## 文本选段
------------------------------------

在现代生物技术的整个体系中,“克隆人是目前争议最大、波及范围最广的一项生物技术”{19}。由于克隆人的出现将极有可能从根本上改变人类自然的生存繁衍方式,并会对人类传统的生命伦理观念带来毁灭性冲击,因此,动用刑法的力量对生殖性克隆人加以规范,便成为各个国家或地区乃至整个国际社会在发展生命科学技术过程中均须仔细权衡和认真考量的一个基本问题。在此背景下,一大批旨在禁止人类自我克隆技术研究与应用的立法开始出现,它们在保障基因技术健康发展方面发挥了不可抹杀的重要作用。而从比较法学的角度来看,分析这些立法,对于探究我国刑法应对人体克隆技术所带来的挑战,完善我国克隆技术的刑法防范策略,无疑具有不言自明的重要意义。

------------------------------------

(逐实例点定位数据)
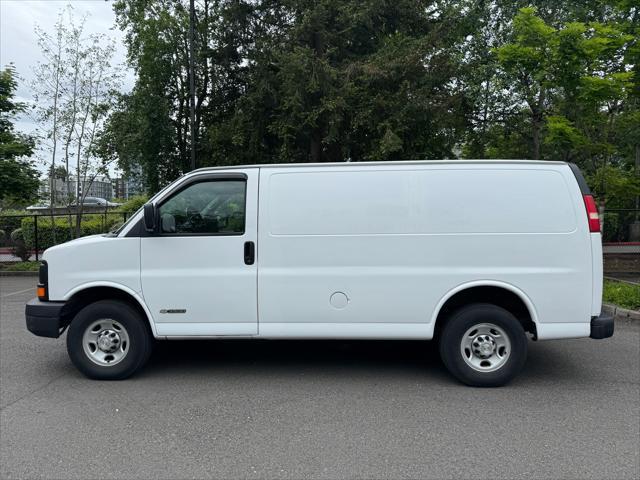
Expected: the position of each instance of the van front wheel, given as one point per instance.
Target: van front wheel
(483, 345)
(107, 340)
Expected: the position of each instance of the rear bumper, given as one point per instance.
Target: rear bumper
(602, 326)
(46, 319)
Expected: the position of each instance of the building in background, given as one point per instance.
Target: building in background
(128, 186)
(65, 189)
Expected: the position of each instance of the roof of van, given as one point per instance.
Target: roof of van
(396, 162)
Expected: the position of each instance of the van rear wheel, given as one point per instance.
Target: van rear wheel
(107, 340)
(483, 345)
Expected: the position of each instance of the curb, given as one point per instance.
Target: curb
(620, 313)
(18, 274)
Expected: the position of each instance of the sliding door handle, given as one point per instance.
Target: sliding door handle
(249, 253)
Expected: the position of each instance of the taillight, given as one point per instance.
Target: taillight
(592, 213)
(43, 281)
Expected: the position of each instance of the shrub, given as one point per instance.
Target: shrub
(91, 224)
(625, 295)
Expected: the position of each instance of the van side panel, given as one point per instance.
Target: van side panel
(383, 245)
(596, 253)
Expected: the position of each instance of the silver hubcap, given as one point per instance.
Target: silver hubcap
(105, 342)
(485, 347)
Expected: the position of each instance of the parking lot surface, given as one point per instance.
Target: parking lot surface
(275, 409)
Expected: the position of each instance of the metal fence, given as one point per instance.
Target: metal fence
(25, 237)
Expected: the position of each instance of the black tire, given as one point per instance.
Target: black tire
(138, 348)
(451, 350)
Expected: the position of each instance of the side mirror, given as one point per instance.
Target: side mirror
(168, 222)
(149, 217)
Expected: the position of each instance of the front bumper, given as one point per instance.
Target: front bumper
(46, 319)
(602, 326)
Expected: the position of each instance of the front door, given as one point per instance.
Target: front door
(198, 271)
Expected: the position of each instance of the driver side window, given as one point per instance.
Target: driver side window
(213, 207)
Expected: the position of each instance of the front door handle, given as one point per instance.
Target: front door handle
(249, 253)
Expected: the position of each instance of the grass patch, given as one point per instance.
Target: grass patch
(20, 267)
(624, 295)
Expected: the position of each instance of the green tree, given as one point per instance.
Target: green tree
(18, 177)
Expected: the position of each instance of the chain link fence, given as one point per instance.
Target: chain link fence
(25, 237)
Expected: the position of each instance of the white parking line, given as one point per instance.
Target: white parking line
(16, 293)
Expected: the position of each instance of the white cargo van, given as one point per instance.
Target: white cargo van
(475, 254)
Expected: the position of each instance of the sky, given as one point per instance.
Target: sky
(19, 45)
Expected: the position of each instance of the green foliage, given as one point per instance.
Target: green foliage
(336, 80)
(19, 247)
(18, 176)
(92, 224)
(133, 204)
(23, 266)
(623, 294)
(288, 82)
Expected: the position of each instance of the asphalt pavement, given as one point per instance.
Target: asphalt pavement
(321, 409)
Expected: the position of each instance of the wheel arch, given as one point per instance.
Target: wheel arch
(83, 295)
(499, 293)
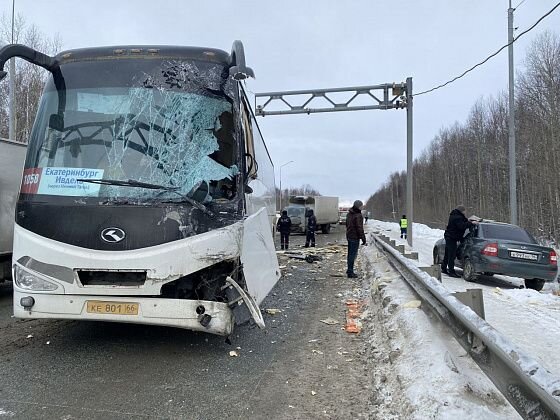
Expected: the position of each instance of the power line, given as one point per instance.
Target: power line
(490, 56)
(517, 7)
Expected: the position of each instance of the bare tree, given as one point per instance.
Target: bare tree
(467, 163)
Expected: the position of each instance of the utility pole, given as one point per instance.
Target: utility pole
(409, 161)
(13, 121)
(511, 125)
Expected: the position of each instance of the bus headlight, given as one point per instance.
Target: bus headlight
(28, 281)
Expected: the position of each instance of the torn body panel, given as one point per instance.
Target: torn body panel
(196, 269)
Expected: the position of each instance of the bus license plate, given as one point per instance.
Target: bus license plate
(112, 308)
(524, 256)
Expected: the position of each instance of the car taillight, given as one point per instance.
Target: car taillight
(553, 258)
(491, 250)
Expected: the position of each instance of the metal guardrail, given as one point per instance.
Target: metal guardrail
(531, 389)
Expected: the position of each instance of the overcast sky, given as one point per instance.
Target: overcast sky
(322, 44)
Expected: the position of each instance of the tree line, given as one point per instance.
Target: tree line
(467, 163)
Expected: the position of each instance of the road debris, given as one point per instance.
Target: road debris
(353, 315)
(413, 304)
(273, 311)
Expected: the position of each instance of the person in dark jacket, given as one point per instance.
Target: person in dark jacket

------------------------------------

在关于克隆人刑法规范的选段里,克隆人被说成是目前怎样的一项生物技术? 这些行跟这里的内容没有关系。

争议最大、波及范围最广的一项生物技术。